_Exercise details_
Reproduce each entry below verbatim.

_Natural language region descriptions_
..............................

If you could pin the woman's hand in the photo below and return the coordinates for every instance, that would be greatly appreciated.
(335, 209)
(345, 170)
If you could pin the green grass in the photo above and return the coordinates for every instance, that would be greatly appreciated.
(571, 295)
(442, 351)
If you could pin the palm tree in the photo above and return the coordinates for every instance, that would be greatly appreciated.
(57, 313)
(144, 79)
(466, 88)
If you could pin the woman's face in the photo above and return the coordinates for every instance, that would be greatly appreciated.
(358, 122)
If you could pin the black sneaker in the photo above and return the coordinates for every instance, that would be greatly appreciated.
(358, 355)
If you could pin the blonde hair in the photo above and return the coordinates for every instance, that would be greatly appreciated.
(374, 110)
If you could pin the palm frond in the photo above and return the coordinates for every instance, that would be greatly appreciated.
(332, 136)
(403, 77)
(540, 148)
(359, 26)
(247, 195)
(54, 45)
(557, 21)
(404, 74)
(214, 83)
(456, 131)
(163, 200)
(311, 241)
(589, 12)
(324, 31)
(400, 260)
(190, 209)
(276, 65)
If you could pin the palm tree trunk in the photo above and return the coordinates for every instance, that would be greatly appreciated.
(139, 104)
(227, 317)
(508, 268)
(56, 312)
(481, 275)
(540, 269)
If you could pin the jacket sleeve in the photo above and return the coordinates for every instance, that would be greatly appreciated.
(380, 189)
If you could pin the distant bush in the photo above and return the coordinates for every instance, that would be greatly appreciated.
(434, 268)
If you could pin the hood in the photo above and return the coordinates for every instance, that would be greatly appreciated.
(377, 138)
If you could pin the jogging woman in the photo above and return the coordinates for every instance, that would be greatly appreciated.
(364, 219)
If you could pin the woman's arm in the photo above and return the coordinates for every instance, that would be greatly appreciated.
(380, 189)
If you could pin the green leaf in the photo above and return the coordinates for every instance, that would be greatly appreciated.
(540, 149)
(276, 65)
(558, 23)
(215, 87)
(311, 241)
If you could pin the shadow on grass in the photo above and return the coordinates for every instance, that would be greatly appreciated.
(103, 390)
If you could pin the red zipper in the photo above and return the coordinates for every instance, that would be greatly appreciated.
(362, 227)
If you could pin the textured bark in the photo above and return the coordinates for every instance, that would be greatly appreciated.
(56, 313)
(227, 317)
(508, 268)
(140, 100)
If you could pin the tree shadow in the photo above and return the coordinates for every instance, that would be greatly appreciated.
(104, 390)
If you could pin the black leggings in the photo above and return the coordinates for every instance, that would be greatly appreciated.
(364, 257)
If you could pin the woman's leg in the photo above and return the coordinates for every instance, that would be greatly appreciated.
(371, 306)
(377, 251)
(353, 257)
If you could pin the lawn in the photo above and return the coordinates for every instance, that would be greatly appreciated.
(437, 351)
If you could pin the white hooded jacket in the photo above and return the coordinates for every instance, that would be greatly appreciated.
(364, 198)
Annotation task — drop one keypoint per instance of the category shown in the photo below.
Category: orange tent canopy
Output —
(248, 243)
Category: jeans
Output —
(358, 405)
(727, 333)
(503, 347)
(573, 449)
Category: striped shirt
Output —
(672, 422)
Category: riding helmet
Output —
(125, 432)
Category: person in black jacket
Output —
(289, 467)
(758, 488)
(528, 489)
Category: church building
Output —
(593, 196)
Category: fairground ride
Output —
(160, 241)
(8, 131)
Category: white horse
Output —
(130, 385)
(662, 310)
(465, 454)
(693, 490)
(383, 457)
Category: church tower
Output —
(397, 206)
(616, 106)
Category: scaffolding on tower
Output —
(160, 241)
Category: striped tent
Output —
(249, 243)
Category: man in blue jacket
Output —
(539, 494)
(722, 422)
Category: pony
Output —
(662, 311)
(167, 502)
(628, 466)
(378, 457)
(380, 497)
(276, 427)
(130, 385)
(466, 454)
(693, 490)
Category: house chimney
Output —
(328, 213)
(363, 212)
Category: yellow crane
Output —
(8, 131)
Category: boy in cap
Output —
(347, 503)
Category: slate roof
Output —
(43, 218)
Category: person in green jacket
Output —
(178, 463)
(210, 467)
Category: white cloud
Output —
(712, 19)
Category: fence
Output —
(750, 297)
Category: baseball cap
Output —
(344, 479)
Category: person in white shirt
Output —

..............................

_Your solution_
If you could pin the woman's hand in the photo below and return the coordinates for every instance, that would be greatly appreciated.
(335, 209)
(345, 170)
If you could pin the green grass in the photo above and return the coordinates for every instance, that would be greatly appreciated.
(571, 295)
(442, 351)
If you could pin the palm tree in the photo above and return the coordinates for every instance, that would be greatly appreciated.
(57, 313)
(144, 79)
(466, 88)
If you could pin the woman's face in the photo above and return the coordinates for every instance, that would be greatly appreciated.
(358, 122)
If you could pin the black sneaker in the photo above and return the coordinates for every instance, that would be greatly appreciated.
(358, 355)
If you could pin the blonde hair in the photo above and return the coordinates for every instance, that would be greatly appreciated.
(374, 110)
If you could pin the palm frond in the photo above and return the coordinates for every instance, that would be greatly appreciated.
(332, 136)
(403, 77)
(540, 148)
(359, 26)
(247, 195)
(54, 45)
(557, 21)
(404, 74)
(214, 83)
(456, 131)
(163, 200)
(311, 241)
(589, 12)
(324, 31)
(400, 260)
(190, 209)
(276, 65)
If you could pin the palm tree trunk in the photo above and return the coordinates for every instance, that would be greatly appreciated.
(139, 104)
(227, 317)
(508, 268)
(56, 312)
(481, 275)
(540, 269)
If you could pin the jacket sleeve in the photo above and return the coordinates for every instance, that would be greatly appreciated.
(380, 189)
If you could pin the distant bush in the photo above and return the coordinates for every instance, that would be greatly appreciated.
(434, 268)
If you could pin the hood in the photo above and return the coordinates for every instance, that would be greatly appreciated.
(377, 138)
If you could pin the jogging woman in the photo above and return the coordinates for every instance, that would be greatly appreciated.
(364, 219)
If you could pin the woman's arm in the photo above and return the coordinates for every instance, that would be greatly appreciated.
(380, 189)
If you could pin the green leaf in the photo above and return the coordinates for every instance, that would be greatly appreciated.
(540, 149)
(276, 65)
(558, 23)
(215, 87)
(311, 241)
If you could pin the shadow on grass in the photo above and return the coordinates for every instance, that would be greatly appreciated.
(103, 390)
If you could pin the red zipper in the photo above and return the coordinates for every instance, that would be greatly appreciated.
(362, 227)
If you could pin the textured bark in the photo above and return the coordinates for every instance, that would be greatly appreciated.
(56, 313)
(227, 317)
(508, 268)
(140, 100)
If you could pin the tree shadow in the photo above and return the coordinates for every instance, that would be greatly appreciated.
(104, 390)
If you could pin the black leggings in the photo above and return the coordinates for every instance, that would be greatly appreciated.
(364, 257)
If you could pin the woman's leg in the photo above and return the coordinates for every instance, that would be greatly appreciated.
(371, 306)
(377, 251)
(353, 257)
If you could pin the lawn in the photo above and return the coordinates for every instance, that would be greatly appreciated.
(437, 351)
If you could pin the white hooded jacket in the photo above and return the coordinates for every instance, that would be greatly appreciated.
(364, 198)
Annotation task — drop one keypoint per instance of the category shown in the photo below.
Category: orange tent canopy
Output —
(248, 243)
Category: jeans
Output —
(358, 405)
(727, 333)
(503, 347)
(573, 449)
Category: striped shirt
Output —
(672, 422)
Category: riding helmet
Output —
(125, 432)
Category: person in black jacket
Output —
(289, 467)
(758, 488)
(528, 489)
Category: church building
Output —
(593, 196)
Category: fairground ride
Output —
(160, 241)
(8, 131)
Category: white horse
Output —
(130, 385)
(662, 310)
(465, 454)
(693, 490)
(383, 457)
Category: church tower
Output —
(397, 206)
(616, 106)
Category: scaffolding on tower
Output —
(160, 241)
Category: striped tent
Output —
(249, 243)
Category: man in blue jacket
Output —
(539, 494)
(722, 422)
Category: pony
Output —
(662, 311)
(167, 502)
(628, 466)
(378, 457)
(380, 497)
(276, 427)
(130, 385)
(466, 454)
(693, 490)
Category: house chimney
Output —
(328, 213)
(363, 212)
Category: yellow crane
Output —
(8, 131)
Category: boy in cap
Output —
(347, 503)
Category: slate roof
Output —
(43, 218)
Category: person in green jacket
Output —
(178, 463)
(210, 467)
Category: white cloud
Output —
(712, 19)
Category: fence
Output —
(750, 297)
Category: baseball cap
Output —
(344, 479)
Category: person in white shirt
Output —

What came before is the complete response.